• _TEXT PASSAGE_:
● ● ● ● ● ● ●
Jesus calls us as His disciples to pray. And as church leaders, we definitely want our church members to be people of prayer. However, there are five misconceptions that our folks just may believe, and we actually may believe some of these ourselves. Read on to discover what we can do to address these 5 misconceptions for ourselves and our congregation.
Misconception 1: Prayer is too passive. I need to actually do something to change my situation.
Many of us are by nature, doers. Therefore, when we want our situation to change or we want God to intervene in our lives, we determine that prayer is too passive.
This can’t be further from the truth. In reality, prayer is incredibly active. It’s about connecting with God in a personal and deep way through an active waiting upon Him. We abide in His presence and wait for Him to work in our situation in His timing for His (and our) best possible outcome.
Misconception 2: Prayer is transactional (If I use the right words when I pray, God will give me what I want).
This attitude about prayer follows a sort of “if/then” methodology, and it’s where many believers find themselves today. It holds to a view that if we do the right things, use the right words, and perform well as a Christian, then God will give us what we want and will answer our prayers.
This attitude toward prayer sets up God as a sort of genie in a bottle or a great cosmic Santa Claus. But in both the Old and New Testaments, prayer isn’t transactional. It is always an invitation by God into a relationship.
What God wants and what you and I need is to actually meet with Him. He wants us to come with our fears, our hopes, and our anxieties; and they don’t need to be solved ahead of time. God just wants us to bask in His presence.
● ● ● ● ● ● ●
• _RECORDED DATA_:
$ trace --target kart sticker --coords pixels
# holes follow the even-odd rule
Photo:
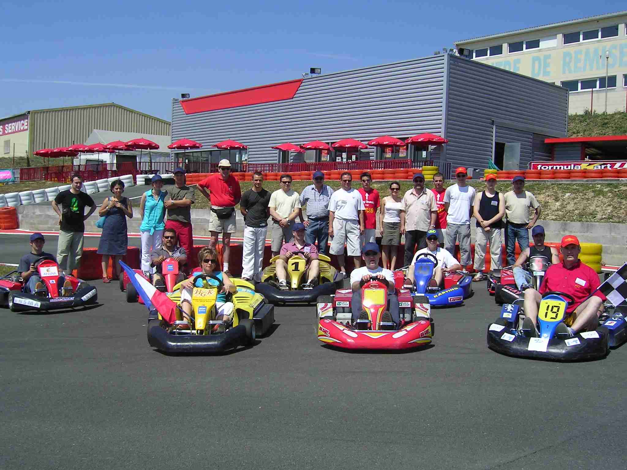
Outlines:
[[[547,347],[549,345],[548,338],[530,338],[529,345],[527,348],[527,351],[540,351],[546,352]]]
[[[581,344],[579,342],[579,338],[569,338],[566,341],[566,346],[575,346],[578,344]]]
[[[579,333],[582,338],[586,338],[587,339],[590,339],[592,338],[598,338],[599,333],[596,332],[582,332]]]
[[[503,333],[503,335],[501,336],[501,339],[505,340],[505,341],[508,341],[511,343],[512,341],[514,341],[514,338],[515,337],[516,337],[514,336],[514,335],[510,335],[508,333]]]

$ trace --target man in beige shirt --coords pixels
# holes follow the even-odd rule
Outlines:
[[[405,193],[401,201],[401,233],[405,235],[405,263],[414,257],[414,249],[427,246],[427,231],[435,227],[438,206],[431,190],[424,188],[422,173],[414,175],[414,189]]]
[[[525,178],[518,175],[512,180],[514,190],[505,194],[505,246],[507,249],[507,264],[516,262],[516,240],[520,251],[529,248],[529,229],[532,228],[540,217],[542,209],[540,203],[532,194],[525,191]],[[533,219],[529,221],[529,207],[535,209]]]

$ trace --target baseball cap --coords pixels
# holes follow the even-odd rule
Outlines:
[[[562,248],[568,245],[576,244],[577,246],[579,246],[579,240],[574,235],[567,235],[564,238],[562,239]]]
[[[541,225],[537,225],[531,229],[531,235],[537,235],[539,233],[544,233],[544,227]]]
[[[435,237],[437,238],[438,231],[435,229],[429,229],[429,230],[427,231],[427,238],[429,238],[429,237]]]

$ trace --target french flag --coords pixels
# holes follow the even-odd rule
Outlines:
[[[157,290],[154,286],[135,273],[125,263],[120,261],[120,265],[126,271],[129,279],[133,283],[137,294],[142,298],[149,311],[152,308],[156,309],[164,320],[171,325],[176,320],[176,304],[163,292]]]

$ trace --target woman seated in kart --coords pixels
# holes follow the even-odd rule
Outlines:
[[[538,308],[542,295],[549,291],[563,292],[575,300],[566,308],[563,323],[556,330],[567,333],[571,337],[581,331],[593,331],[599,326],[599,316],[603,311],[603,295],[597,291],[591,296],[601,283],[599,275],[593,269],[579,261],[581,247],[579,241],[573,235],[562,239],[561,252],[564,261],[552,264],[547,269],[539,290],[525,290],[525,315],[522,329],[529,330],[533,337],[537,337],[536,320]]]
[[[233,321],[234,305],[233,302],[226,301],[226,294],[235,292],[237,288],[226,274],[221,271],[214,270],[218,267],[218,253],[213,248],[203,248],[198,253],[198,262],[203,273],[214,276],[222,281],[224,285],[216,299],[216,320],[224,321],[224,325],[228,326]],[[188,318],[192,317],[192,294],[194,288],[207,287],[208,285],[219,285],[219,283],[214,279],[208,278],[206,280],[203,280],[196,279],[196,276],[198,276],[198,273],[192,274],[181,283],[181,308]],[[219,325],[216,325],[214,330],[217,330],[218,326]]]
[[[411,285],[416,284],[414,276],[414,268],[416,260],[424,253],[433,254],[438,259],[438,264],[433,269],[433,276],[429,281],[429,287],[441,287],[444,274],[446,273],[454,273],[461,269],[461,265],[458,262],[448,250],[438,246],[438,232],[435,229],[427,231],[427,248],[419,249],[411,260],[411,264],[407,268],[407,279]]]
[[[287,290],[287,260],[292,258],[295,251],[303,252],[302,254],[307,262],[305,274],[307,276],[307,282],[303,285],[303,289],[313,289],[318,285],[318,274],[320,273],[320,261],[318,260],[318,249],[315,245],[305,242],[305,225],[302,223],[294,224],[292,233],[294,236],[292,241],[281,247],[279,259],[275,263],[277,279],[278,279],[280,289]],[[300,254],[299,253],[299,254]]]
[[[546,256],[552,264],[559,263],[559,253],[557,253],[557,249],[544,244],[544,227],[541,225],[534,227],[531,230],[531,236],[534,238],[534,246],[522,251],[512,269],[516,287],[520,291],[524,291],[531,287],[533,276],[531,273],[522,267],[529,258],[532,256]]]

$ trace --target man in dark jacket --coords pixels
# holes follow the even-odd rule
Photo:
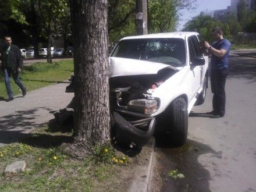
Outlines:
[[[10,86],[10,76],[12,75],[15,83],[22,91],[22,95],[26,94],[26,87],[19,79],[19,73],[22,71],[23,60],[22,53],[18,47],[12,44],[12,38],[6,36],[4,39],[5,48],[1,53],[2,69],[5,75],[5,87],[9,95],[6,102],[13,100],[13,94]]]

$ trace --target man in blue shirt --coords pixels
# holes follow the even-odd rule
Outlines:
[[[208,114],[211,118],[219,118],[224,116],[225,113],[226,94],[225,86],[227,76],[228,58],[230,42],[223,38],[223,31],[216,27],[212,30],[215,41],[211,45],[204,42],[208,55],[212,55],[211,59],[211,87],[214,93],[212,98],[213,111]]]

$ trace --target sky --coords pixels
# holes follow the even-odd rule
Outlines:
[[[180,30],[183,26],[189,20],[197,15],[202,11],[213,11],[214,10],[225,9],[230,6],[231,0],[197,0],[196,8],[193,10],[183,10],[180,12],[183,15],[180,17],[177,30]]]

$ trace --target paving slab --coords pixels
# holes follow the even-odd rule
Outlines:
[[[19,161],[9,164],[3,172],[6,177],[13,176],[25,170],[27,164],[25,161]]]

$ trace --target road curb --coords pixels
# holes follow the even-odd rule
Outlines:
[[[148,161],[146,165],[137,169],[129,191],[148,191],[152,173],[155,146],[155,139],[152,138],[148,144],[148,147],[151,151]]]

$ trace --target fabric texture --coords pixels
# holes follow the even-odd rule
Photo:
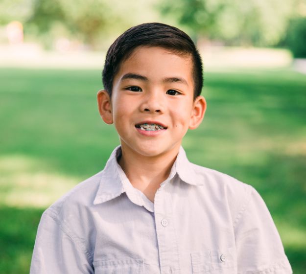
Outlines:
[[[129,181],[120,154],[44,212],[31,274],[292,273],[253,187],[190,162],[181,147],[153,203]]]

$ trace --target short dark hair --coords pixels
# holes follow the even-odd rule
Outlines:
[[[159,46],[181,55],[190,55],[193,63],[194,99],[203,87],[202,63],[199,51],[191,39],[184,31],[161,23],[145,23],[132,27],[119,36],[107,51],[102,72],[104,89],[112,95],[114,78],[120,65],[133,51],[141,46]]]

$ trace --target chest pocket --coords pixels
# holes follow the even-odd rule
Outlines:
[[[94,273],[97,274],[144,274],[142,259],[122,259],[94,262]]]
[[[234,274],[237,273],[235,250],[209,250],[191,253],[193,274]]]

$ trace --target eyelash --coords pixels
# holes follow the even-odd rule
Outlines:
[[[137,91],[135,91],[135,90],[133,91],[132,90],[132,89],[134,89],[135,90],[135,88],[138,89],[138,90],[137,90]],[[128,90],[128,91],[133,91],[134,92],[140,92],[141,91],[142,91],[142,90],[141,90],[141,88],[140,88],[139,87],[137,87],[136,86],[132,86],[131,87],[128,87],[126,88],[126,89]],[[175,90],[168,90],[166,91],[166,94],[169,94],[167,92],[168,92],[168,91],[175,91],[176,92],[175,93],[175,95],[179,95],[179,94],[181,94],[180,92],[179,92],[177,91],[176,91]],[[171,95],[171,96],[175,96],[175,95]]]

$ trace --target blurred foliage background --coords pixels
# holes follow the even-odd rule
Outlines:
[[[189,160],[253,185],[306,273],[306,0],[0,0],[0,274],[28,273],[43,211],[118,144],[96,109],[105,53],[149,22],[203,57]]]

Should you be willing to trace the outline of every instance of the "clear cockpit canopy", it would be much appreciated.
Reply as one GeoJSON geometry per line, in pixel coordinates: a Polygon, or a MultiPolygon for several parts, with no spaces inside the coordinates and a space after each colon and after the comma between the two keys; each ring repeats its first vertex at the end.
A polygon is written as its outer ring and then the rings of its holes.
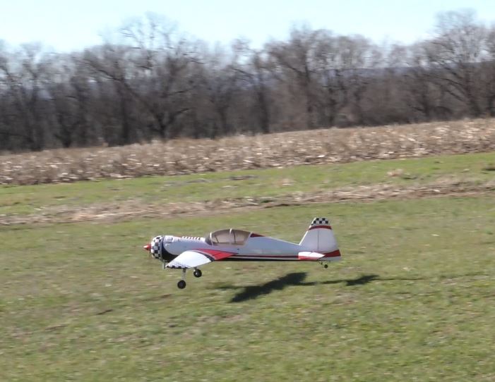
{"type": "Polygon", "coordinates": [[[210,245],[243,245],[249,235],[250,232],[243,230],[219,230],[208,233],[205,241],[210,245]]]}

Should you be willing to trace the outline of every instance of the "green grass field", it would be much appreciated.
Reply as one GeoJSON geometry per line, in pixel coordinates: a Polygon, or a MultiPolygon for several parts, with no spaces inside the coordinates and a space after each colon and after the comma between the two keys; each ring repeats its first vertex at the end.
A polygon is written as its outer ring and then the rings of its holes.
{"type": "MultiPolygon", "coordinates": [[[[158,204],[164,195],[208,200],[297,191],[276,185],[287,178],[299,191],[326,181],[484,181],[494,176],[484,170],[493,159],[8,187],[0,189],[0,214],[32,213],[61,200],[102,203],[112,195],[158,204]],[[398,168],[415,176],[388,177],[398,168]]],[[[494,197],[0,226],[0,381],[494,381],[494,197]],[[179,290],[180,272],[162,271],[141,249],[155,234],[225,226],[298,241],[317,216],[330,218],[342,252],[328,269],[218,262],[200,279],[188,274],[179,290]]]]}

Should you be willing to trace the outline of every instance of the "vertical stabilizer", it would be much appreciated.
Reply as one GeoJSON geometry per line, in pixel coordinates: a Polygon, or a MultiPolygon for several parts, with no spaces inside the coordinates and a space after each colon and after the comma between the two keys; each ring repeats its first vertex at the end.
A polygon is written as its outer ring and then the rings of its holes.
{"type": "Polygon", "coordinates": [[[340,251],[327,218],[314,218],[299,245],[308,251],[323,254],[324,256],[321,259],[328,257],[337,260],[340,258],[340,251]]]}

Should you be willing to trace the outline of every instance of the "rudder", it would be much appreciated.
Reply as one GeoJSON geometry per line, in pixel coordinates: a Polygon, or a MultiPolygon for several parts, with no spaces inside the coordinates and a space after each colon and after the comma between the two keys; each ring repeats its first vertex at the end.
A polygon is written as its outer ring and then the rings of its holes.
{"type": "Polygon", "coordinates": [[[337,240],[327,218],[314,218],[299,242],[305,249],[323,254],[321,258],[337,260],[340,258],[337,240]]]}

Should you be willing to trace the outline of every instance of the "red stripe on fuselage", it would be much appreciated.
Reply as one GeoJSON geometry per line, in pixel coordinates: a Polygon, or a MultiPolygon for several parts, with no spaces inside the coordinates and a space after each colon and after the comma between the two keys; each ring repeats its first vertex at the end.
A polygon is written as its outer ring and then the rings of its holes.
{"type": "Polygon", "coordinates": [[[226,251],[217,251],[215,249],[203,249],[203,248],[201,249],[191,249],[193,251],[196,251],[198,252],[204,252],[205,254],[208,254],[210,256],[211,256],[213,259],[215,260],[221,260],[222,259],[225,259],[225,257],[229,257],[229,256],[232,256],[233,254],[235,254],[236,252],[227,252],[226,251]]]}
{"type": "Polygon", "coordinates": [[[308,230],[316,230],[316,228],[323,228],[324,230],[331,230],[332,227],[330,226],[314,226],[314,227],[309,227],[308,230]]]}
{"type": "Polygon", "coordinates": [[[335,249],[331,252],[327,252],[323,254],[325,256],[323,257],[340,257],[341,256],[340,251],[339,249],[335,249]]]}

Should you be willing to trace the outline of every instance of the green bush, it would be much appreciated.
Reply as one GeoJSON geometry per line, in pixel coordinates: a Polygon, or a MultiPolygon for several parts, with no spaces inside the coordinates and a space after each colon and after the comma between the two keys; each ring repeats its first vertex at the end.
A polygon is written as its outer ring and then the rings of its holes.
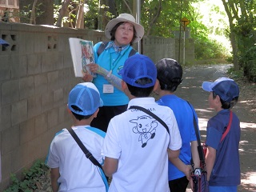
{"type": "Polygon", "coordinates": [[[48,170],[45,163],[38,160],[30,170],[23,172],[24,180],[19,181],[14,174],[10,174],[12,184],[4,192],[31,192],[38,188],[37,183],[39,178],[48,170]]]}

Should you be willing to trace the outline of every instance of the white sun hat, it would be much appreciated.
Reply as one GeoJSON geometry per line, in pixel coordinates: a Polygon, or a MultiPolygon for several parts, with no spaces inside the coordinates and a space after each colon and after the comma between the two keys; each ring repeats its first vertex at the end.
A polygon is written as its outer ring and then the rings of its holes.
{"type": "Polygon", "coordinates": [[[109,39],[111,38],[110,31],[112,30],[113,27],[115,26],[118,23],[122,22],[130,22],[134,26],[135,38],[132,42],[133,43],[138,42],[142,38],[144,35],[144,27],[142,25],[138,24],[134,16],[132,16],[130,14],[121,14],[118,17],[112,19],[106,24],[106,26],[105,29],[105,35],[107,38],[109,39]]]}

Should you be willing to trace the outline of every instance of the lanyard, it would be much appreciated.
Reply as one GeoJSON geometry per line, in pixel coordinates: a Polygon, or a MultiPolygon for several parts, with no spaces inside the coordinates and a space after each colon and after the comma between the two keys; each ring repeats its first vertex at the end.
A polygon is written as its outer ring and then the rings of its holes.
{"type": "Polygon", "coordinates": [[[118,63],[120,61],[120,59],[122,58],[123,55],[126,54],[126,53],[127,52],[128,50],[129,50],[129,47],[126,50],[126,51],[123,53],[123,54],[122,54],[121,52],[120,52],[118,57],[117,58],[116,60],[114,61],[113,63],[112,63],[112,56],[111,56],[111,54],[110,54],[110,71],[112,71],[116,67],[116,66],[118,65],[118,63]],[[114,65],[114,63],[115,63],[115,65],[114,65]],[[112,68],[111,68],[111,66],[113,66],[112,68]]]}

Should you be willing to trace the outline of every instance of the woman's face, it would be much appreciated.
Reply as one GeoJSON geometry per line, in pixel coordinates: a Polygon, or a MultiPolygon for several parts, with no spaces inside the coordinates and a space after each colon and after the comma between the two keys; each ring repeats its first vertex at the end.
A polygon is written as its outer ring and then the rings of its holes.
{"type": "Polygon", "coordinates": [[[126,46],[130,43],[134,38],[134,25],[130,22],[121,24],[114,34],[114,42],[118,46],[126,46]]]}

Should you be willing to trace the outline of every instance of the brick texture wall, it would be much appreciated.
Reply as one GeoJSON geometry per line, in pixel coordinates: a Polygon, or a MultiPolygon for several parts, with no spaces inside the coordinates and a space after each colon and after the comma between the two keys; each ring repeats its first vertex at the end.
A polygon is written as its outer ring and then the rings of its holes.
{"type": "MultiPolygon", "coordinates": [[[[54,134],[71,126],[66,111],[75,78],[69,47],[70,37],[106,41],[96,30],[1,23],[0,37],[0,150],[2,179],[0,191],[10,184],[10,173],[44,159],[54,134]]],[[[175,58],[175,40],[144,37],[142,52],[154,62],[175,58]]],[[[177,59],[177,58],[176,58],[177,59]]]]}

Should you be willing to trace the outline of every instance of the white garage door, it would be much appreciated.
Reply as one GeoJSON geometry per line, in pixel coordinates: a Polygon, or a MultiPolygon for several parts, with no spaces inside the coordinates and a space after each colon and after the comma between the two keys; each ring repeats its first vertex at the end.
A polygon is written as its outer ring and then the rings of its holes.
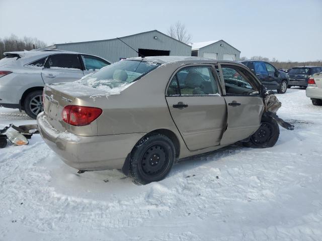
{"type": "Polygon", "coordinates": [[[215,53],[204,53],[203,57],[211,59],[217,59],[217,54],[215,53]]]}
{"type": "Polygon", "coordinates": [[[235,54],[224,54],[223,56],[223,60],[234,61],[236,58],[235,54]]]}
● ● ● ● ● ● ●
• _THE EXERCISE_: Copy out the whole passage on misconceptions about prayer again, word for word.

• _TASK RESPONSE_:
Jesus calls us as His disciples to pray. And as church leaders, we definitely want our church members to be people of prayer. However, there are five misconceptions that our folks just may believe, and we actually may believe some of these ourselves. Read on to discover what we can do to address these 5 misconceptions for ourselves and our congregation.
Misconception 1: Prayer is too passive. I need to actually do something to change my situation.
Many of us are by nature, doers. Therefore, when we want our situation to change or we want God to intervene in our lives, we determine that prayer is too passive.
This can’t be further from the truth. In reality, prayer is incredibly active. It’s about connecting with God in a personal and deep way through an active waiting upon Him. We abide in His presence and wait for Him to work in our situation in His timing for His (and our) best possible outcome.
Misconception 2: Prayer is transactional (If I use the right words when I pray, God will give me what I want).
This attitude about prayer follows a sort of “if/then” methodology, and it’s where many believers find themselves today. It holds to a view that if we do the right things, use the right words, and perform well as a Christian, then God will give us what we want and will answer our prayers.
This attitude toward prayer sets up God as a sort of genie in a bottle or a great cosmic Santa Claus. But in both the Old and New Testaments, prayer isn’t transactional. It is always an invitation by God into a relationship.
What God wants and what you and I need is to actually meet with Him. He wants us to come with our fears, our hopes, and our anxieties; and they don’t need to be solved ahead of time. God just wants us to bask in His presence.